Give every line of the data again, exactly.

[Saved entries]
^^^^^^^^

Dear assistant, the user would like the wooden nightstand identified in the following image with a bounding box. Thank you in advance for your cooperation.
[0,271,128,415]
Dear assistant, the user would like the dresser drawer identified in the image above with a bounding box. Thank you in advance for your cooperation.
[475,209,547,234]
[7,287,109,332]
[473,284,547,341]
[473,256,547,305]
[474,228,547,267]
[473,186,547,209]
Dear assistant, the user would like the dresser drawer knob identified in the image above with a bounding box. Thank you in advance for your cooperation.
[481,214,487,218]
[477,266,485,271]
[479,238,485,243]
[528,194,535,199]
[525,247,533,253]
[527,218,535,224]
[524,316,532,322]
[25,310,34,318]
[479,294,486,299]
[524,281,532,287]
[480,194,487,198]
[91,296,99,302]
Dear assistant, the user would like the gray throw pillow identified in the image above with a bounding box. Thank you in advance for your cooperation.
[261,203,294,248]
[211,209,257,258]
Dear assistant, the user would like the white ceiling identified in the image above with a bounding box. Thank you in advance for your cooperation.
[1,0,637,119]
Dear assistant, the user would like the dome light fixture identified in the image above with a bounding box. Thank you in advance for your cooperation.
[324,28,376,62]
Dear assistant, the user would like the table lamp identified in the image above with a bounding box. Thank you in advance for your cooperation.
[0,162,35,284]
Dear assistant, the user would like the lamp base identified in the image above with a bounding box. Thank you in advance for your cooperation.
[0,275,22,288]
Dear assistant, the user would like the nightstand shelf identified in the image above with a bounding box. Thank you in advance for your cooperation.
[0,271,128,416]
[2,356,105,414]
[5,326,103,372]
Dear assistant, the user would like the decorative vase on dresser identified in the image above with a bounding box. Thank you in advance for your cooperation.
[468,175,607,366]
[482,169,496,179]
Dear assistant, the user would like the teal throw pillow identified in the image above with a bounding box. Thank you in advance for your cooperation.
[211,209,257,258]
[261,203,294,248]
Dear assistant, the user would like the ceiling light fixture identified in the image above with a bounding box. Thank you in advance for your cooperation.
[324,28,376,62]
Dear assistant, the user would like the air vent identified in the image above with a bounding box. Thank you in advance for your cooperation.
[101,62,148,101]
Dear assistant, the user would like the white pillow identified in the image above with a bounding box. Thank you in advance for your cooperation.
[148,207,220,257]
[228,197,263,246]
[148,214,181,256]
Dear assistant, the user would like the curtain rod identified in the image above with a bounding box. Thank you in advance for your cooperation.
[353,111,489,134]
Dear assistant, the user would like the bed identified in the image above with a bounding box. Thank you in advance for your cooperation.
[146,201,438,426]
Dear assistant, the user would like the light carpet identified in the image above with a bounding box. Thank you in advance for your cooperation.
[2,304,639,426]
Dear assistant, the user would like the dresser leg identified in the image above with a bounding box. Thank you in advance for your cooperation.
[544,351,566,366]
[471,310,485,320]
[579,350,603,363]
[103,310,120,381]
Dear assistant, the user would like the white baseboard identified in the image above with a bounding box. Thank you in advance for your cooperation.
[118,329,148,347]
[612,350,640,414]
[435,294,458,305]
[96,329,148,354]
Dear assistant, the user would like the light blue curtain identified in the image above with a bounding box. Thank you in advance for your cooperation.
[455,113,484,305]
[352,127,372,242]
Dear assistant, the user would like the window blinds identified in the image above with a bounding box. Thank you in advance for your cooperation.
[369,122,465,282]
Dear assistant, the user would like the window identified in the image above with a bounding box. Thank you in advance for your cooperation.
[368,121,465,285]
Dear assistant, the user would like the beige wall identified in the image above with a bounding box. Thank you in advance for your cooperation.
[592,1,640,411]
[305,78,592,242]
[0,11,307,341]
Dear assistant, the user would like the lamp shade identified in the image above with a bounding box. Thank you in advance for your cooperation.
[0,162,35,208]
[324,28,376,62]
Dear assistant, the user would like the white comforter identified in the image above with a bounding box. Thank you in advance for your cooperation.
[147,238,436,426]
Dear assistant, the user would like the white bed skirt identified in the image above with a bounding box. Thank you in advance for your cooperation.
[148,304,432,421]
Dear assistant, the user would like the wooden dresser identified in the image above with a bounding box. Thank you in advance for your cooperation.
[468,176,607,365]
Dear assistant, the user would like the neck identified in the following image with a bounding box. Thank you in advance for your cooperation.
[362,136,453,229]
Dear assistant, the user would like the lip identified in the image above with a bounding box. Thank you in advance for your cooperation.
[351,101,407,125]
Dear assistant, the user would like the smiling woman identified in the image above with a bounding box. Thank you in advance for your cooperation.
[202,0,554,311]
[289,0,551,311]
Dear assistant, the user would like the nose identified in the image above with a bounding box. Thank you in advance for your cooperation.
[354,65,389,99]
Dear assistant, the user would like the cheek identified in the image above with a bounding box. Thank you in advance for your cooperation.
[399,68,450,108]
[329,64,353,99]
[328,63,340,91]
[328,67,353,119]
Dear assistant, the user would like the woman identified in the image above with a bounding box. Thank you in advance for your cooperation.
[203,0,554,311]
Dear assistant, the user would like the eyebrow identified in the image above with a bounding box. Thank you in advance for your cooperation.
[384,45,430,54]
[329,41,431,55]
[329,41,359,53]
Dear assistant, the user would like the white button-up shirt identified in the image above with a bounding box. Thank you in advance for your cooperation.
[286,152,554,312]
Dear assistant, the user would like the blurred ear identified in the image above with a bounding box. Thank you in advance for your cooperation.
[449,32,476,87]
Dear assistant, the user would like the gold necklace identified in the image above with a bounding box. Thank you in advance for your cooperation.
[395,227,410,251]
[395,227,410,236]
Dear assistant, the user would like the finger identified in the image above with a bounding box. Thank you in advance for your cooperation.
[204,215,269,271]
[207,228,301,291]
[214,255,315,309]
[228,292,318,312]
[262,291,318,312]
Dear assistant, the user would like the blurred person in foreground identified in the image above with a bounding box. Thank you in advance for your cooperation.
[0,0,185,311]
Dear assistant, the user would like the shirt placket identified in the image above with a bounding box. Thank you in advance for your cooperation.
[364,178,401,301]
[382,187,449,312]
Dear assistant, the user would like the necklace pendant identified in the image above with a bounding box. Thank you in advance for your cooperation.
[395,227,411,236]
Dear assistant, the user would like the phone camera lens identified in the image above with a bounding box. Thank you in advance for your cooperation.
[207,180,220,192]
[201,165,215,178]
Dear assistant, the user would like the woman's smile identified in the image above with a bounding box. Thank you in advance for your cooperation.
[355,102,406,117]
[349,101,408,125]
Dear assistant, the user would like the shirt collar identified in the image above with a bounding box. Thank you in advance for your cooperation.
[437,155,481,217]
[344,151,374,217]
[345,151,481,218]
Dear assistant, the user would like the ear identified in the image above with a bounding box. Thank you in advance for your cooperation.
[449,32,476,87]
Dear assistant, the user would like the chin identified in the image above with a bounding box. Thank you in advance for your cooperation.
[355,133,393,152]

^^^^^^^^

### [Answer section]
Dear assistant, the user would like the wooden nightstand identified in the following image with a bounding box. Thank you in advance for your cooperation.
[0,271,128,415]
Dear assistant, the user would like the dresser drawer identified in the image above with a bounding box. Thank you in advance for your cooperation.
[475,209,547,234]
[7,287,109,332]
[473,284,547,341]
[473,256,547,305]
[474,228,547,267]
[473,186,547,209]
Dear assistant, the user would like the dresser drawer knob identified in the image above with a bounding box. Thank you in advance for your cooperation.
[481,214,487,218]
[477,266,485,271]
[479,238,485,243]
[528,194,535,199]
[525,247,533,253]
[527,218,535,224]
[524,316,532,322]
[25,310,34,318]
[479,294,486,299]
[524,281,532,287]
[480,194,487,198]
[91,296,99,302]
Dear assistant, the user would like the gray throw pillow identified in the image above with a bounding box. Thank you in advance for your cooperation.
[261,203,294,248]
[211,209,257,258]
Dear assistant, the user would like the white ceiling identified in the image above with a bounding box. Thank you in advance for your cooperation.
[1,0,637,119]
Dear assistant, the user would like the dome light fixture identified in the image above with a bounding box. Thank you in advance for your cooperation.
[324,28,376,62]
Dear assistant, the user would like the table lamp identified in the image above with a bounding box. Thank you in advance for your cooperation.
[0,162,35,284]
Dear assistant, the user would like the lamp base identified in the image above with a bounding box. Thank you in advance for your cooperation.
[0,275,22,288]
Dear assistant, the user would like the nightstand shelf identified in the image above with a bounding box. Thank you in advance for your cooperation.
[0,271,128,416]
[2,356,105,414]
[5,326,103,372]
Dear assistant, the user would like the decorative vase on dresser identified in the image above with a bounding box. Thank you in advance for your cooperation.
[468,175,607,366]
[482,169,496,179]
Dear assistant, the user would like the teal throw pillow identified in the image above with a bounding box. Thank you in advance for your cooperation.
[211,209,257,258]
[261,203,294,248]
Dear assistant, the user would like the ceiling light fixture identified in the image above with a bounding box. Thank you in advance for your cooperation.
[324,28,376,62]
Dear assistant, the user would like the air vent identified in the image above with a bounding box. Thank you in advance for your cooperation.
[101,62,148,101]
Dear assistant, the user would like the white pillow identified in the image above with a bounding box. Thank you in advance for your cooperation.
[148,207,220,257]
[228,197,263,246]
[148,214,181,256]
Dear assistant, the user would like the curtain rod identified in the image above with a bounding box. Thank you in advance for your cooperation.
[353,111,489,134]
Dear assistant, the user would like the bed identified in the image above with a bounding box. Thank you in advance for your cooperation.
[146,201,438,426]
Dear assistant, the user would like the light carpet identified in the image above with a bounding box. Thank you in advance for your cooperation.
[2,304,639,426]
Dear assistant, the user would like the dresser leg identified in the image above with a bounding box. Thank you in advance for your cooperation.
[544,351,566,366]
[471,310,485,320]
[579,350,603,363]
[103,310,120,381]
Dear assistant, the user would like the white baseboard identified in the image above with a bounding box. Thank you in advance for your cooperation.
[118,329,148,347]
[612,350,640,414]
[435,294,458,305]
[96,329,148,354]
Dear assistant, the user would like the light blue curtain identified in the image above with a bounding box. Thank you in advance for your cooperation.
[455,113,484,305]
[352,127,372,242]
Dear assistant, the user would like the window blinds identified in the image above with a bounding box. Thank you in advance for your cooperation.
[369,122,465,282]
Dear assistant, the user would like the window identified in the image above with a bounding box. Thank you in advance for your cooperation.
[368,121,465,285]
Dear assistant, the user would like the beige wall identified in the image above with a bounding box. Thank you in advance for your cooperation.
[592,1,640,411]
[305,78,592,242]
[0,11,307,341]
Dear assistant, the user would like the lamp shade identified in the image above with a bounding box. Thank you in advance for your cooperation.
[0,162,35,208]
[324,28,376,62]
Dear assistant, the user would like the white comforter identified in the image above with a bounding box. Thank you in advance for your cooperation.
[147,238,436,426]
Dear assistant, the user would like the white bed skirt identified in the image above with a bounding box. Thank you in advance for your cooperation.
[148,304,432,421]
Dear assistant, the user would like the wooden dresser identified in the image above with a bounding box. Thank you in advance for your cooperation.
[468,176,607,365]
Dear assistant, the user would like the neck identified in the following image with a bounding box. Thank you in advance for your cooperation.
[362,136,453,229]
Dear assistant, the user would like the lip identified in the image above with a bounding box. Thank you in advance for your cooperation.
[351,101,407,125]
Dear assistant, the user would like the smiling woman identified in the image above with a bounding box. Thank you in advance for your cooperation.
[202,0,554,311]
[289,0,551,311]
Dear assistant, the user would like the nose identified in the image above with a bounding box. Thank you in advance for your cooperation.
[354,65,389,99]
Dear assistant, the user would like the cheek identified in the image above with a bounding box. Thank you in advance for your cooperation.
[399,68,450,108]
[329,64,353,99]
[328,63,340,91]
[328,67,353,119]
Dear assistant, the user would like the woman identified in the image above with a bounding box. Thank you in advance for your cooperation.
[203,0,554,311]
Dear assistant, the user would like the eyebrow identified in the image above with a bounding box. Thank you in advance for your cooperation.
[384,45,430,54]
[329,41,431,55]
[329,41,359,53]
Dear assistant, the user would like the white button-up shirt identified in the image above with a bounding box. Thank you in advance for your cooperation.
[286,152,554,312]
Dear assistant, the user would like the blurred ear identified in the image above with a bounding box. Thank you in advance for your cooperation.
[449,32,476,87]
Dear assistant, the user would like the gold necklace identified in the image above with a bounding box. Thank you in advance for your cooperation.
[395,227,410,251]
[395,227,410,236]
Dear assistant, the user would like the finger identified in the image above with a bounding box. Thank you in advance for your cooperation.
[204,215,269,271]
[207,228,301,291]
[214,255,315,309]
[228,292,318,312]
[262,291,318,312]
Dear assistant, the user would like the blurred person in foreground identified in the image above with a bounding box. Thank you in advance for your cooperation.
[0,0,185,311]
Dear assistant, the user would like the shirt placket identified in the image above with a bounding box. Thank you in advance for your cooperation.
[364,178,401,301]
[382,187,449,312]
Dear assistant, the user would like the necklace pendant identified in the image above with a bounding box. Thank you in advance for your cooperation.
[395,227,411,236]
Dear assistant, the user would like the phone camera lens identified in the image above with a bounding box. Thank you in advance for your cooperation.
[207,180,220,192]
[201,165,215,178]
Dear assistant, the user would like the woman's smile identified in the image above with a bounding box. Thank you in advance for your cooperation.
[355,102,406,117]
[349,101,408,125]
Dear assistant, the user would like the shirt collar identified in the image above with a bounding box. Thank you in advance for your cooperation.
[437,155,481,217]
[344,151,374,217]
[345,151,481,218]
Dear assistant, the user would like the ear identified in the image above with a bounding box. Thank you in advance for your cooperation.
[449,32,476,87]
Dear assistant, the user would like the chin identified in the image above with a bounding box. Thank you in advance for your cooperation.
[355,133,393,152]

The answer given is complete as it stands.